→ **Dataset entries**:

——————————

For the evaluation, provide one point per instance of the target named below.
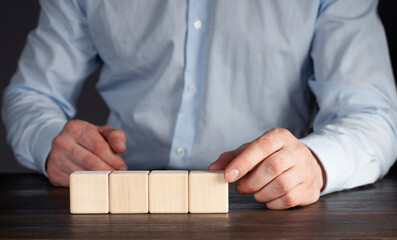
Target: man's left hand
(277, 168)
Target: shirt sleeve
(42, 95)
(354, 132)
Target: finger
(301, 195)
(96, 144)
(225, 158)
(115, 137)
(88, 161)
(258, 150)
(68, 166)
(279, 186)
(59, 179)
(266, 171)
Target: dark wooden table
(31, 208)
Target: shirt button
(192, 88)
(197, 24)
(180, 151)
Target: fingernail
(211, 167)
(121, 143)
(232, 175)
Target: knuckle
(258, 197)
(263, 143)
(274, 165)
(289, 200)
(227, 155)
(246, 187)
(282, 132)
(99, 148)
(89, 162)
(72, 125)
(283, 184)
(302, 149)
(117, 134)
(60, 142)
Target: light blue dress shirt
(188, 80)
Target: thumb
(115, 138)
(225, 158)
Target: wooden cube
(89, 192)
(168, 192)
(208, 192)
(128, 191)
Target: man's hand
(277, 168)
(83, 146)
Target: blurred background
(19, 17)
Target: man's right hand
(84, 146)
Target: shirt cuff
(332, 157)
(43, 141)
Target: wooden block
(89, 192)
(208, 192)
(168, 192)
(128, 191)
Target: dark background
(19, 17)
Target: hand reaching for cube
(277, 168)
(84, 146)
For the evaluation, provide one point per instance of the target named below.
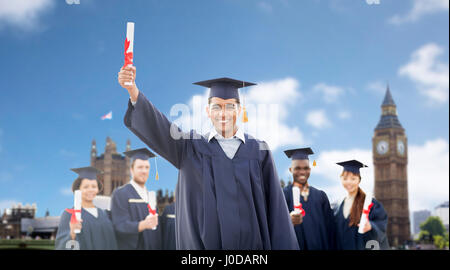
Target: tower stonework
(115, 166)
(390, 157)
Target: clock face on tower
(382, 147)
(401, 147)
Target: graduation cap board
(143, 154)
(226, 88)
(352, 166)
(300, 154)
(87, 172)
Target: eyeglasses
(228, 107)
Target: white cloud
(318, 119)
(67, 154)
(23, 14)
(377, 87)
(428, 173)
(430, 74)
(5, 176)
(344, 115)
(330, 93)
(268, 105)
(420, 8)
(264, 6)
(66, 191)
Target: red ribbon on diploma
(73, 218)
(128, 56)
(300, 208)
(150, 210)
(367, 211)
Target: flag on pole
(107, 116)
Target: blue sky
(326, 63)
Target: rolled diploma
(77, 206)
(296, 198)
(130, 37)
(152, 202)
(364, 217)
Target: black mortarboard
(224, 88)
(141, 153)
(352, 165)
(299, 153)
(87, 172)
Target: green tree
(434, 226)
(439, 241)
(424, 237)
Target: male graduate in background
(315, 230)
(228, 191)
(130, 207)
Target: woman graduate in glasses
(95, 227)
(348, 214)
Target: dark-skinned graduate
(96, 231)
(348, 214)
(315, 226)
(228, 192)
(133, 217)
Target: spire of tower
(389, 117)
(388, 100)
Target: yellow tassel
(244, 116)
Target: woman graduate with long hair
(349, 211)
(95, 230)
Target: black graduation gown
(168, 227)
(348, 238)
(126, 216)
(221, 203)
(97, 233)
(317, 229)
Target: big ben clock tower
(390, 158)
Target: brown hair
(77, 183)
(358, 203)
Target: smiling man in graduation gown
(228, 191)
(96, 229)
(315, 230)
(130, 207)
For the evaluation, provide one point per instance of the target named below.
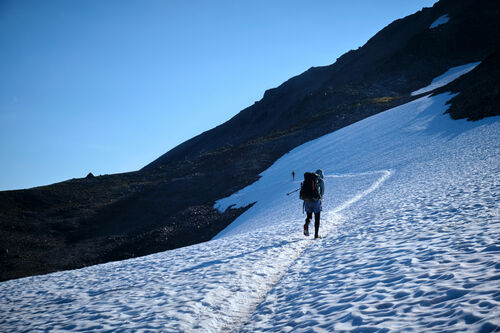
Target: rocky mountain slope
(169, 203)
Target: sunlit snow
(411, 241)
(450, 75)
(440, 20)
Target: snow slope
(450, 75)
(440, 20)
(411, 242)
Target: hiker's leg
(308, 218)
(316, 224)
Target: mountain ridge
(169, 202)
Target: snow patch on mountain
(440, 20)
(411, 233)
(450, 75)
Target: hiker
(312, 190)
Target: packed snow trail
(411, 217)
(214, 286)
(426, 260)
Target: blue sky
(109, 86)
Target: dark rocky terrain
(169, 203)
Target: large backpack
(310, 187)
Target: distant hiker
(311, 191)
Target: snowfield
(411, 242)
(450, 75)
(440, 20)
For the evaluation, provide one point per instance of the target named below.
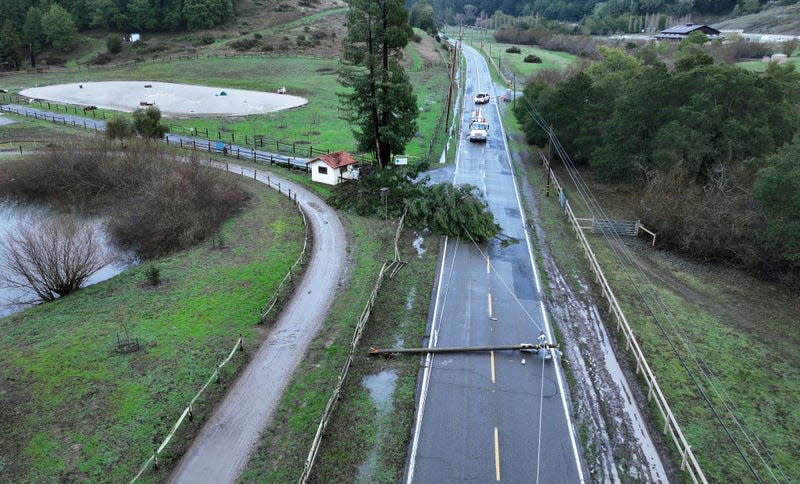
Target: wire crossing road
(489, 417)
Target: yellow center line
(491, 359)
(496, 455)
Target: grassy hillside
(783, 20)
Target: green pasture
(317, 125)
(74, 409)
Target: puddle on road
(381, 387)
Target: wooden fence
(187, 412)
(389, 268)
(654, 393)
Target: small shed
(332, 168)
(680, 32)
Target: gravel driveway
(222, 448)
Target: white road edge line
(426, 374)
(541, 303)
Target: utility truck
(478, 127)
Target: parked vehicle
(482, 98)
(478, 127)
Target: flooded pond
(11, 215)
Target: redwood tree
(380, 105)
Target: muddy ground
(612, 418)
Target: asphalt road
(490, 417)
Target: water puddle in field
(419, 245)
(381, 387)
(12, 215)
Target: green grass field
(317, 125)
(73, 409)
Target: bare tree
(51, 257)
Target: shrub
(119, 127)
(155, 203)
(153, 275)
(113, 44)
(51, 258)
(245, 43)
(101, 59)
(147, 122)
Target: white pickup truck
(478, 127)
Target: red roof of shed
(337, 159)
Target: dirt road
(222, 448)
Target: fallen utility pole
(530, 347)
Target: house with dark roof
(332, 168)
(680, 32)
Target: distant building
(680, 32)
(332, 168)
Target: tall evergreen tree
(59, 28)
(381, 107)
(10, 45)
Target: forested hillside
(455, 11)
(711, 147)
(123, 15)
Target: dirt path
(618, 444)
(222, 448)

——————————

→ **Task instructions**: Restate the data above exactly, stripping out each image.

→ **Solution to this problem**:
For the evaluation, provide one point per instance of the target named below.
Target: man's left hand
(277, 168)
Target: shirt sleeve
(42, 95)
(354, 132)
Target: finger
(301, 195)
(96, 144)
(225, 158)
(115, 137)
(88, 161)
(258, 150)
(68, 166)
(279, 186)
(59, 179)
(266, 171)
Target: dark wooden table
(31, 208)
Target: shirt button
(192, 88)
(197, 24)
(180, 151)
Target: fingernail
(211, 167)
(121, 143)
(232, 175)
Target: knuckle
(258, 197)
(263, 143)
(274, 165)
(289, 200)
(227, 155)
(246, 187)
(282, 132)
(99, 148)
(89, 162)
(72, 125)
(283, 184)
(302, 149)
(117, 134)
(60, 142)
Target: light blue dress shirt
(188, 80)
Target: thumb
(115, 138)
(225, 158)
Target: wooden cube
(89, 192)
(168, 192)
(208, 192)
(128, 191)
Target: man's hand
(277, 168)
(83, 146)
Target: blurred background
(19, 17)
Target: man's right hand
(84, 146)
Target: shirt cuff
(332, 157)
(43, 141)
Target: wooden block
(89, 192)
(208, 192)
(168, 192)
(128, 191)
Target: dark background
(19, 17)
Target: hand reaching for cube
(277, 168)
(84, 146)
For the evaluation, provide one point per instance of the target named below.
Target: tower stonework
(115, 166)
(390, 157)
Target: clock face on tower
(382, 147)
(401, 147)
Target: graduation cap board
(143, 154)
(226, 88)
(352, 166)
(300, 154)
(87, 172)
Target: eyeglasses
(228, 107)
Target: white cloud
(318, 119)
(67, 154)
(23, 14)
(377, 87)
(428, 173)
(430, 74)
(5, 176)
(344, 115)
(330, 93)
(268, 105)
(420, 8)
(264, 6)
(66, 191)
Target: red ribbon on diploma
(73, 218)
(128, 56)
(300, 208)
(150, 210)
(367, 211)
Target: flag on pole
(107, 116)
Target: blue sky
(326, 63)
Target: rolled diploma
(77, 206)
(296, 198)
(130, 37)
(152, 202)
(364, 217)
Target: black mortarboard
(224, 88)
(141, 153)
(352, 165)
(299, 153)
(87, 172)
Target: green tree
(434, 226)
(439, 241)
(424, 237)
Target: male graduate in background
(315, 230)
(228, 191)
(130, 207)
Target: woman graduate in glasses
(95, 227)
(348, 214)
Target: dark-skinned graduate
(96, 231)
(348, 214)
(315, 226)
(228, 192)
(133, 217)
Target: spire of tower
(389, 117)
(388, 100)
Target: yellow tassel
(244, 116)
Target: woman graduate with long hair
(349, 211)
(95, 230)
Target: black graduation gown
(168, 227)
(348, 238)
(126, 216)
(221, 203)
(97, 233)
(317, 229)
Target: big ben clock tower
(390, 158)
Target: brown hair
(77, 183)
(358, 203)
Target: smiling man in graduation gown
(228, 191)
(96, 229)
(315, 230)
(130, 207)
For the evaluation, provide one point per instance of the target named below.
Target: rocky mountain slope
(169, 203)
Target: sunlit snow
(411, 241)
(450, 75)
(440, 20)
Target: snow slope
(450, 75)
(440, 20)
(411, 242)
Target: hiker's leg
(308, 218)
(316, 224)
Target: mountain ridge
(169, 202)
Target: snow patch on mountain
(440, 20)
(411, 233)
(450, 75)
Target: hiker
(312, 190)
Target: packed snow trail
(411, 217)
(214, 286)
(426, 260)
Target: blue sky
(109, 86)
Target: dark rocky terrain
(169, 203)
Target: large backpack
(310, 187)
Target: distant hiker
(311, 191)
Target: snowfield
(411, 242)
(450, 75)
(440, 20)
For the evaluation, provide one point per instance of the target named below.
Target: wire crossing road
(489, 417)
Target: yellow center line
(491, 359)
(496, 455)
Target: grassy hillside
(783, 20)
Target: green pasture
(317, 125)
(74, 409)
Target: puddle on road
(381, 387)
Target: wooden fence
(187, 412)
(389, 268)
(654, 393)
Target: small shed
(332, 168)
(680, 32)
Target: gravel driveway
(222, 448)
Target: white road edge line
(426, 374)
(541, 303)
Target: utility truck
(478, 127)
Target: parked vehicle
(482, 98)
(478, 127)
Target: flooded pond
(11, 215)
Target: redwood tree
(380, 105)
Target: muddy ground
(612, 418)
Target: asphalt road
(490, 417)
Target: water puddle in field
(419, 245)
(381, 387)
(12, 215)
Target: green grass field
(317, 125)
(73, 409)
Target: bare tree
(51, 257)
Target: shrub
(119, 127)
(155, 203)
(153, 275)
(113, 44)
(51, 258)
(245, 43)
(101, 59)
(147, 122)
Target: white pickup truck
(478, 127)
Target: red roof of shed
(337, 159)
Target: dirt road
(222, 448)
Target: fallen utility pole
(530, 347)
Target: house with dark roof
(332, 168)
(680, 32)
Target: distant building
(680, 32)
(332, 168)
Target: tall evergreen tree
(59, 28)
(381, 107)
(10, 45)
Target: forested hillside
(455, 11)
(711, 147)
(123, 15)
Target: dirt path
(618, 444)
(222, 448)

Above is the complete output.